● Short exercise: Report how many lines in the records below contain the string "ceiling", treating case as significant. Give only the number.

Records excerpted from a collection:
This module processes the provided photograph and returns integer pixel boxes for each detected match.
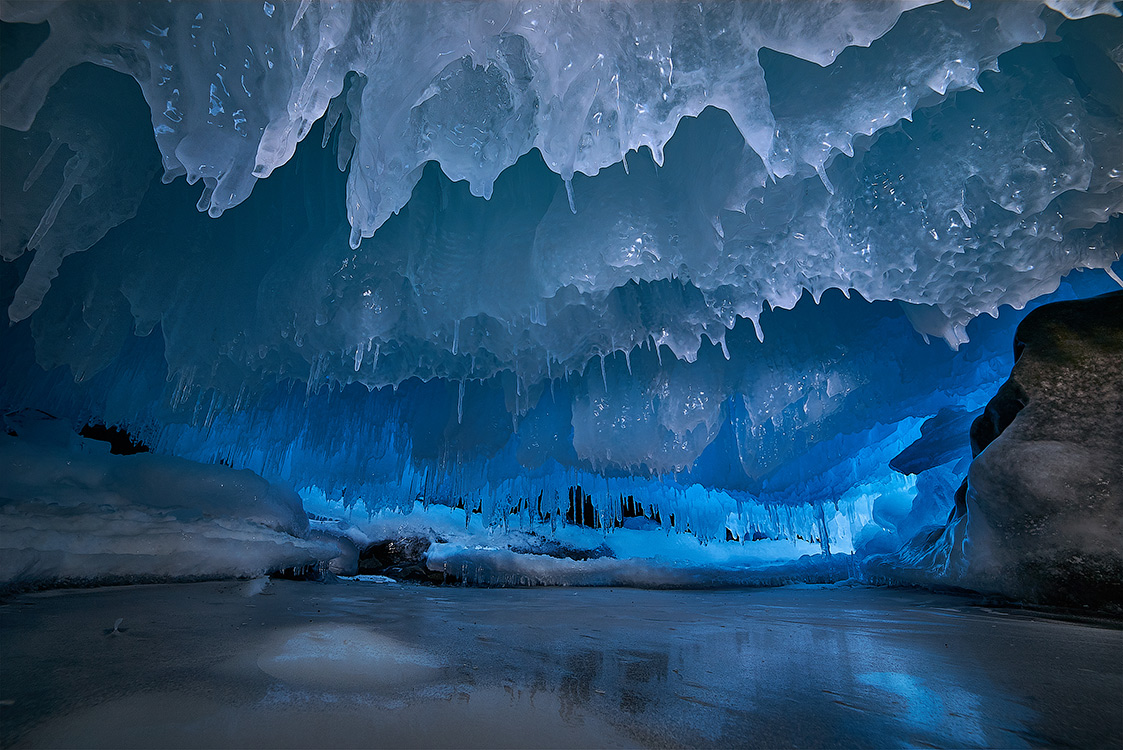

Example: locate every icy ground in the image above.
[0,580,1123,748]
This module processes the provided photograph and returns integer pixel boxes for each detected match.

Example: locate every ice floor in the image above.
[0,582,1123,748]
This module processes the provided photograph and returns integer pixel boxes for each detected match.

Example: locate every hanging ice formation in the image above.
[0,0,1123,592]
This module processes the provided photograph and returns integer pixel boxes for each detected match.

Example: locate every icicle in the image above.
[289,0,312,31]
[25,154,89,253]
[24,138,63,193]
[565,180,577,214]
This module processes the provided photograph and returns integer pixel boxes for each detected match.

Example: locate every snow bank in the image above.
[0,419,335,587]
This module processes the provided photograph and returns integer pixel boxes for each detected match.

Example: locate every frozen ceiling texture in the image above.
[0,0,1123,592]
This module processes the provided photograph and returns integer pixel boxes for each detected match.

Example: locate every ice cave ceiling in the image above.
[0,0,1123,539]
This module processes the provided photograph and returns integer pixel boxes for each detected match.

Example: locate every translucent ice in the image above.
[0,0,1123,579]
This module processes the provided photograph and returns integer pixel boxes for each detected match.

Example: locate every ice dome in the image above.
[0,0,1123,597]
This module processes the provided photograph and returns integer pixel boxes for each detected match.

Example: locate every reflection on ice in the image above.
[0,582,1123,748]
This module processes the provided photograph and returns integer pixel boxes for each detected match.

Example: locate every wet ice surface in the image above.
[0,582,1123,748]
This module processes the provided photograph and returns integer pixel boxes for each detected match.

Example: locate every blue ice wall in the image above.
[0,0,1123,551]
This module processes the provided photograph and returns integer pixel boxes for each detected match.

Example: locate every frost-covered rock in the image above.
[871,292,1123,610]
[0,410,335,587]
[0,0,1123,570]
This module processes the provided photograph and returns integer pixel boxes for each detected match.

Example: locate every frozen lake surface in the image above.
[0,582,1123,748]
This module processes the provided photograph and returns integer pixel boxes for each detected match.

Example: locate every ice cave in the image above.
[0,0,1123,748]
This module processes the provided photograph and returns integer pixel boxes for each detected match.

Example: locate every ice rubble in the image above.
[0,0,1123,588]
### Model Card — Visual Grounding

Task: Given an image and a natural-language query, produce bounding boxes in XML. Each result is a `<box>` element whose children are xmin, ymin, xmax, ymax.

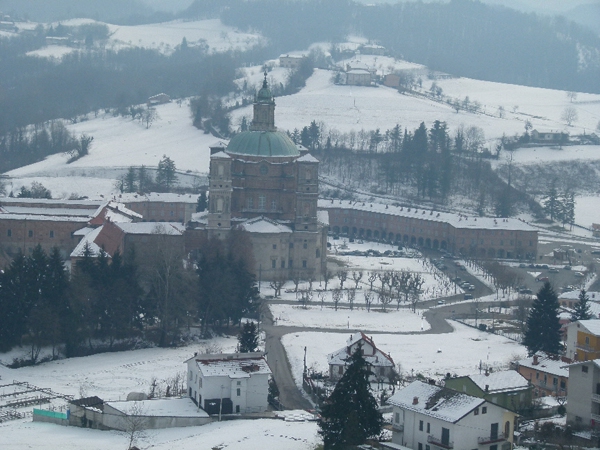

● Reply: 2